# Task statement
Leave the pictures out and print every record below exactly as it stands.

# Records from a dataset
###

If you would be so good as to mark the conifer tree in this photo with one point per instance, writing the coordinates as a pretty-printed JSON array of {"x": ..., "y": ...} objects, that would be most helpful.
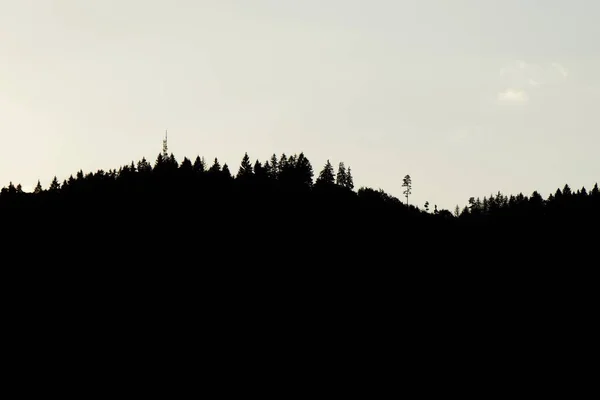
[
  {"x": 245, "y": 170},
  {"x": 38, "y": 188},
  {"x": 326, "y": 176},
  {"x": 341, "y": 177},
  {"x": 349, "y": 179},
  {"x": 199, "y": 165}
]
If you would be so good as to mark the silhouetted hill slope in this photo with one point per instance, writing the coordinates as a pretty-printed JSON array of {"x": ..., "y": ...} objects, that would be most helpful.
[{"x": 185, "y": 255}]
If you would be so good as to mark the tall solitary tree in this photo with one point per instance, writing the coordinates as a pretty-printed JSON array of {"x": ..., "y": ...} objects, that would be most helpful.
[
  {"x": 349, "y": 179},
  {"x": 407, "y": 183},
  {"x": 326, "y": 176},
  {"x": 341, "y": 178},
  {"x": 245, "y": 171},
  {"x": 38, "y": 188}
]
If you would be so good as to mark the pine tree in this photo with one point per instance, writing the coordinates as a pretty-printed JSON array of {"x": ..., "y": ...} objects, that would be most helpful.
[
  {"x": 54, "y": 185},
  {"x": 199, "y": 165},
  {"x": 341, "y": 177},
  {"x": 349, "y": 179},
  {"x": 304, "y": 171},
  {"x": 38, "y": 188},
  {"x": 186, "y": 165},
  {"x": 245, "y": 170},
  {"x": 274, "y": 167},
  {"x": 259, "y": 170},
  {"x": 226, "y": 172},
  {"x": 407, "y": 183},
  {"x": 326, "y": 176},
  {"x": 215, "y": 168}
]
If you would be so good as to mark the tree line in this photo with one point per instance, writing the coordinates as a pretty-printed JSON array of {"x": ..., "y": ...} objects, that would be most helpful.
[{"x": 283, "y": 175}]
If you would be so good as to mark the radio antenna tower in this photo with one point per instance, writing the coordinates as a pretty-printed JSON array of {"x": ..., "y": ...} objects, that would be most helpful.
[{"x": 165, "y": 147}]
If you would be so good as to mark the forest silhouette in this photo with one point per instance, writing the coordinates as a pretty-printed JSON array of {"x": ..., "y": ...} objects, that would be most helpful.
[
  {"x": 277, "y": 236},
  {"x": 263, "y": 210}
]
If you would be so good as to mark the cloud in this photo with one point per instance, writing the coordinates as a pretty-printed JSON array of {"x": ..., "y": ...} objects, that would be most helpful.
[
  {"x": 513, "y": 96},
  {"x": 562, "y": 70},
  {"x": 520, "y": 74}
]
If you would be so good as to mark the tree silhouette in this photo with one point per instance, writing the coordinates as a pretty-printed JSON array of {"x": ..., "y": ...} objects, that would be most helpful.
[
  {"x": 38, "y": 188},
  {"x": 349, "y": 179},
  {"x": 407, "y": 183},
  {"x": 341, "y": 177},
  {"x": 54, "y": 185},
  {"x": 245, "y": 171},
  {"x": 326, "y": 176}
]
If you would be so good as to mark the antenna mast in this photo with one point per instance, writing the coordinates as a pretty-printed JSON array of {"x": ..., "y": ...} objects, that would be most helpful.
[{"x": 165, "y": 147}]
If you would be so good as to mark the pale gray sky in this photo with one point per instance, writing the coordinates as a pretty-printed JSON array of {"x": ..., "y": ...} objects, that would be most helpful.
[{"x": 467, "y": 96}]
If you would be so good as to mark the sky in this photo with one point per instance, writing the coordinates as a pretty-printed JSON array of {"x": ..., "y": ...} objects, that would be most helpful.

###

# Answer to this task
If you would be so good as to mark the conifer tree in this photo with one point per instance, writing the coordinates as a pretty-printed JSON array of {"x": ..., "y": ...} objects, that would be most helpful.
[
  {"x": 245, "y": 170},
  {"x": 38, "y": 188},
  {"x": 326, "y": 176},
  {"x": 341, "y": 177},
  {"x": 349, "y": 179},
  {"x": 199, "y": 165}
]
If you would be so good as to mark the silhouetted hill slope in this photo with one point per instance, writing the coordinates as a pretty-printed JSON array of {"x": ..., "y": ...} objects, that would be most helpful.
[{"x": 185, "y": 255}]
If you would be so good as to mark the tall solitary tree in this photo with one point per instance, writing the coordinates as a pretty-printed JSON array of {"x": ..., "y": ...} objects, that would be most helpful.
[
  {"x": 349, "y": 179},
  {"x": 407, "y": 183},
  {"x": 326, "y": 176},
  {"x": 341, "y": 178},
  {"x": 245, "y": 171},
  {"x": 38, "y": 188}
]
If you would be so good as to mark the pine tree in this photo with one point per instance, writing the coordinates as a pretty-printed JSON array of {"x": ..., "y": ...} objects, that would be most helpful.
[
  {"x": 54, "y": 185},
  {"x": 199, "y": 165},
  {"x": 341, "y": 177},
  {"x": 349, "y": 179},
  {"x": 304, "y": 171},
  {"x": 38, "y": 188},
  {"x": 186, "y": 165},
  {"x": 245, "y": 170},
  {"x": 274, "y": 167},
  {"x": 259, "y": 170},
  {"x": 226, "y": 172},
  {"x": 407, "y": 183},
  {"x": 326, "y": 176},
  {"x": 215, "y": 168}
]
If you would be so good as to mark the tree line in this photo with one point per instance, writing the coordinates as a pretty-printed JSON array of {"x": ..., "y": ...} objects, that would be most helpful.
[{"x": 283, "y": 175}]
If you would be so good as to mark the radio antenna tower in this photo with one point per instance, writing the coordinates as a pretty-printed JSON array of {"x": ..., "y": ...} objects, that would be most helpful.
[{"x": 165, "y": 147}]
If you would be so good as to mark the forest silhouette in this photo with one point per instance, writing the coordinates as a pretty-printed JSON array of {"x": ..., "y": ...} objects, that would be most helpful.
[
  {"x": 277, "y": 236},
  {"x": 263, "y": 210}
]
If you would be so good as to mark the cloud in this photo with one point per instance, writing the coordinates as a pretty-printed JSON array of {"x": ..., "y": ...} objects, that would be most helpful.
[
  {"x": 513, "y": 96},
  {"x": 562, "y": 70},
  {"x": 520, "y": 74}
]
If you would be so good as to mark the tree silhouette in this photo with one point per instance, writing the coordinates as a pretty-printed JSON array of {"x": ..., "y": ...} objects, that would be most helpful.
[
  {"x": 38, "y": 188},
  {"x": 349, "y": 179},
  {"x": 407, "y": 183},
  {"x": 341, "y": 177},
  {"x": 54, "y": 185},
  {"x": 245, "y": 171},
  {"x": 326, "y": 176}
]
If you would be so good as to mark the antenna mast in this photo with one point per instance, writing the coordinates as a pretty-printed JSON array of {"x": ..., "y": ...} objects, that would be most helpful.
[{"x": 165, "y": 147}]
If you would be so good as to mark the pale gray sky in this photo with one point per instance, writing the coordinates as a pretty-printed JSON array of {"x": ..., "y": ...} objects, that would be most helpful.
[{"x": 467, "y": 96}]
If you would be so good as to mark the sky in this photo with one point per instance, writing the coordinates as a pretty-printed JSON array of {"x": ..., "y": ...} objects, that would be most helpful.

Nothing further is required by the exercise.